## Task statement
Find every line in the records that holds the string "instance". Copy each one.

## Data supplied
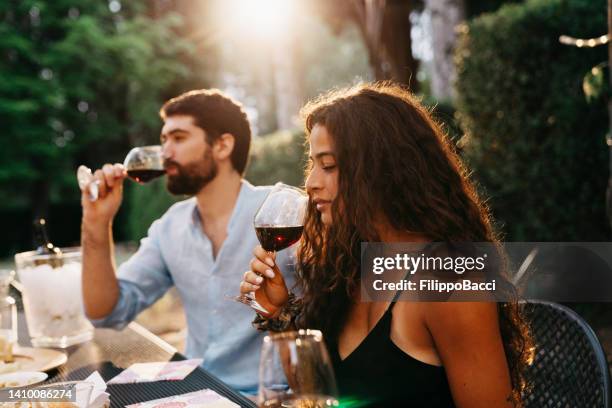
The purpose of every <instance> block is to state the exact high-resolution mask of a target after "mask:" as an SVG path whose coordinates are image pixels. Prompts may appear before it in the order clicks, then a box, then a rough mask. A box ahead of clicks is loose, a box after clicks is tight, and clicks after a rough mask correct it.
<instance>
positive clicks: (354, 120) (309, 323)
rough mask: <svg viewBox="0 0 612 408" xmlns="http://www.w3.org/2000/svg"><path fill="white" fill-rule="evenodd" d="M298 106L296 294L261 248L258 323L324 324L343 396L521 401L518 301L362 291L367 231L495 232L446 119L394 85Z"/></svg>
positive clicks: (332, 356) (493, 404) (252, 288)
mask: <svg viewBox="0 0 612 408" xmlns="http://www.w3.org/2000/svg"><path fill="white" fill-rule="evenodd" d="M303 114H304V116H305V122H306V132H307V135H308V141H309V144H310V155H309V156H310V166H309V169H308V170H307V179H306V190H307V193H308V195H309V198H310V200H309V208H308V213H307V217H306V222H305V225H304V233H303V236H302V240H301V244H300V247H299V249H298V283H297V285H298V286H299V289H300V293H302V294H303V295H302V297H301V299H299V302H294V301H293V296H290V295H289V292H288V290H287V287H286V285H285V284H284V281H283V278H282V276H281V274H280V273H279V271H278V269H277V268H276V267H275V265H274V259H273V258H274V257H273V255H270V254H268V253H266V252H265V251H263V250H262V249H261V248H260V247H258V248H256V249H255V258H254V259H253V261H252V263H251V269H252V270H251V271H249V272H247V273H245V276H244V280H243V282H242V283H241V291H242V292H243V293H247V292H250V291H256V296H257V299H258V300H259V301H260V303H262V305H263V306H264V307H266V308H267V310H269V311H271V313H270V315H269V316H265V317H260V319H259V321H260V322H261V321H263V320H266V318H268V319H269V321H268V322H266V323H270V327H272V328H274V327H276V328H277V329H278V328H281V329H283V328H285V327H286V325H284V326H283V325H282V322H283V321H286V320H288V318H287V316H289V317H290V318H292V319H293V320H292V322H293V324H294V325H295V326H296V327H298V328H318V329H321V330H322V331H323V333H324V334H325V337H326V342H327V343H328V346H329V348H330V353H331V357H332V360H333V364H334V370H335V373H336V376H337V380H338V386H339V390H340V394H341V397H348V396H356V397H357V398H359V399H362V400H363V399H366V400H368V401H370V402H371V403H372V404H373V405H376V406H397V405H400V404H401V405H407V406H408V405H410V406H428V407H448V406H458V407H507V406H512V405H519V404H520V402H519V397H520V390H521V387H523V382H522V380H521V376H520V372H521V368H522V367H523V366H524V364H525V363H526V361H527V359H528V357H529V355H528V352H529V350H530V347H529V344H528V336H527V331H526V328H525V327H526V326H525V324H524V322H523V321H522V319H521V316H520V315H519V312H518V308H517V305H516V303H510V304H501V303H499V304H497V303H492V302H472V303H458V302H397V303H396V302H395V301H393V302H378V303H365V302H360V296H359V293H360V291H359V284H360V263H359V262H360V251H361V249H360V244H361V242H362V241H365V242H368V241H369V242H388V243H390V242H416V243H428V242H434V241H435V242H484V241H486V242H497V238H496V236H495V234H494V232H493V229H492V226H491V220H490V217H489V214H488V211H487V209H486V207H485V206H484V204H483V203H482V202H481V201H480V199H479V198H478V196H477V194H476V191H475V189H474V187H473V186H472V184H471V183H470V182H469V180H468V177H467V174H466V170H465V169H464V168H463V167H462V165H461V163H460V160H459V158H458V156H457V155H456V154H455V153H454V151H453V150H452V148H451V146H450V144H449V142H448V140H447V138H446V136H445V135H444V134H443V132H442V131H441V129H440V127H439V126H438V125H437V124H436V123H435V122H434V121H433V120H432V119H431V117H430V115H429V113H428V112H427V111H426V109H425V108H424V107H423V106H421V105H420V104H419V102H417V101H416V100H415V98H414V97H413V96H412V95H411V94H410V93H409V92H407V91H405V90H404V89H402V88H401V87H399V86H397V85H394V84H390V83H378V84H370V85H360V86H356V87H354V88H350V89H346V90H341V91H336V92H332V93H330V94H328V95H326V96H324V97H322V98H320V99H319V100H317V101H315V102H312V103H309V104H308V105H307V106H306V107H305V108H304V110H303ZM295 309H297V311H295ZM279 316H280V317H281V319H280V320H279ZM279 321H280V324H279ZM272 323H274V324H272ZM502 338H503V339H504V340H505V342H504V341H502Z"/></svg>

## Solution for this task
The purpose of every <instance> block is to state the exact high-resolution mask of a target after "mask:" as an SVG path whose coordinates are image pixels. Prompts may appear before it in the order clicks, then a box, then a rough mask. A box ahead of clicks is loose, a box after clicks is tight, and clicks after a rough mask correct it.
<instance>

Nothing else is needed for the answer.